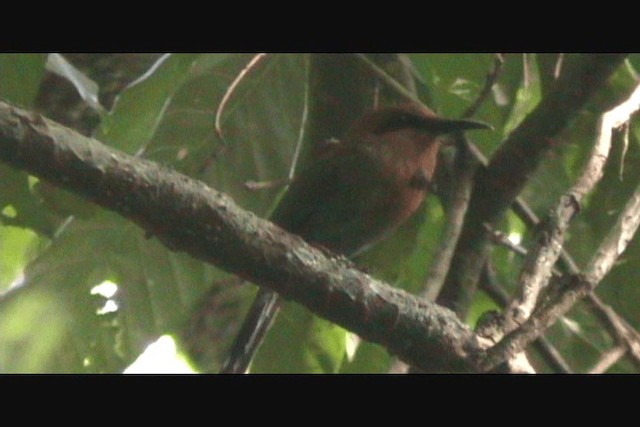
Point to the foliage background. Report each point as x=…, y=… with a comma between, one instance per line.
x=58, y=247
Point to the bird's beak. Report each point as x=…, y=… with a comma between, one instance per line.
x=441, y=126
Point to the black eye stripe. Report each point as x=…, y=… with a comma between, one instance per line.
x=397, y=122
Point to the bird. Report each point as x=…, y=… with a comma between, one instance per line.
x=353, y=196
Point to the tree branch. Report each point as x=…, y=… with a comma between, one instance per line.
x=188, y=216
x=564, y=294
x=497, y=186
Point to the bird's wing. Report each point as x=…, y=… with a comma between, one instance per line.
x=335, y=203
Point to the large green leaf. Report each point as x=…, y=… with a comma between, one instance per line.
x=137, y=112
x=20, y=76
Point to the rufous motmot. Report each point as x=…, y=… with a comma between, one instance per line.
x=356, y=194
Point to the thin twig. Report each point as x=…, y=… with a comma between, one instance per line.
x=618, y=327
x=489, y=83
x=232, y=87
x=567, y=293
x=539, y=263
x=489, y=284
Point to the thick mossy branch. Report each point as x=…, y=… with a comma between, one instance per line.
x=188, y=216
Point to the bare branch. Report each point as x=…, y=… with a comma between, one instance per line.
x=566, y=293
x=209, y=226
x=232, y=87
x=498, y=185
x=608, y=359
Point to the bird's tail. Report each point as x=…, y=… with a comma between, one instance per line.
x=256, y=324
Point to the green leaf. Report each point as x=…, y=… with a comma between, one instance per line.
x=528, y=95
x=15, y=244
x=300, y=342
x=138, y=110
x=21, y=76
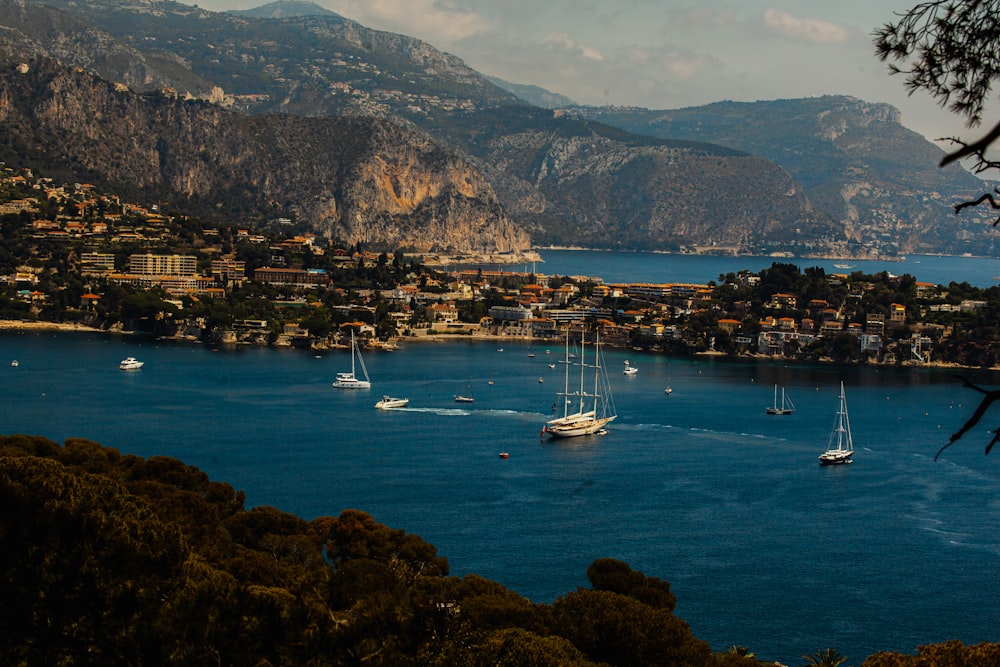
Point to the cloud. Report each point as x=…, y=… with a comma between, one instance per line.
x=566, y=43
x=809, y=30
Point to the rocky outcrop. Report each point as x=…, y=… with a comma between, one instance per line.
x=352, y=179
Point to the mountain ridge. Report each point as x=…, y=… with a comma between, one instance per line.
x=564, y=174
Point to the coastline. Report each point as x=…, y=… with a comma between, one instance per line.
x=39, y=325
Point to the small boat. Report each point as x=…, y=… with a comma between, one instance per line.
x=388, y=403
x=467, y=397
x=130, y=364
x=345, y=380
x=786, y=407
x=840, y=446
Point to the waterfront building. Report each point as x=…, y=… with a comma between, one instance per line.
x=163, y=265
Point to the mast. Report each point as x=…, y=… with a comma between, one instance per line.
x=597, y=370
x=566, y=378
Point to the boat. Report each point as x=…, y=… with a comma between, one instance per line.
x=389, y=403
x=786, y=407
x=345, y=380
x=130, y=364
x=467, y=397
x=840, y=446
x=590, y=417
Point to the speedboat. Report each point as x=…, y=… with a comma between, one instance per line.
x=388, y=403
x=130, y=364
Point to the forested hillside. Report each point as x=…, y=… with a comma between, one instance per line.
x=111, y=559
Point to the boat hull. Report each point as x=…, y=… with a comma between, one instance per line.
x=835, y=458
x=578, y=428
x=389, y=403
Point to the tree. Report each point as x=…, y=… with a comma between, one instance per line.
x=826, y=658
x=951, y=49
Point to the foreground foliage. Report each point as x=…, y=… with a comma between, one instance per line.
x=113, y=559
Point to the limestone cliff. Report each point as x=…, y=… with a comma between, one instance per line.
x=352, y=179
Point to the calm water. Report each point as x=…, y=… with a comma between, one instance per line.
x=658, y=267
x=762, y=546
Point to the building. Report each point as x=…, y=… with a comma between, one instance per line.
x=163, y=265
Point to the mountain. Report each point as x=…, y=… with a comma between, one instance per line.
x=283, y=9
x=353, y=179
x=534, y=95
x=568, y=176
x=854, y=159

####

WHAT THE TASK ASKS: Please give back only the lines starting with the one that contains "Point to the limestone" and ending with the last line of the listing, retyped exactly.

YOUR RESPONSE:
Point to the limestone cliff. Report each point as x=…, y=… with a comma between, one instance per line.
x=352, y=179
Point to the calm water. Report each point as x=…, y=… with a comma between, one instance per line.
x=658, y=267
x=762, y=546
Point to the building. Report each point as x=…, y=… with a comma between, one instance per line.
x=163, y=265
Point to the mountain. Report each point as x=…, y=… with a comma between, one instance per line.
x=283, y=9
x=353, y=179
x=534, y=95
x=568, y=176
x=854, y=159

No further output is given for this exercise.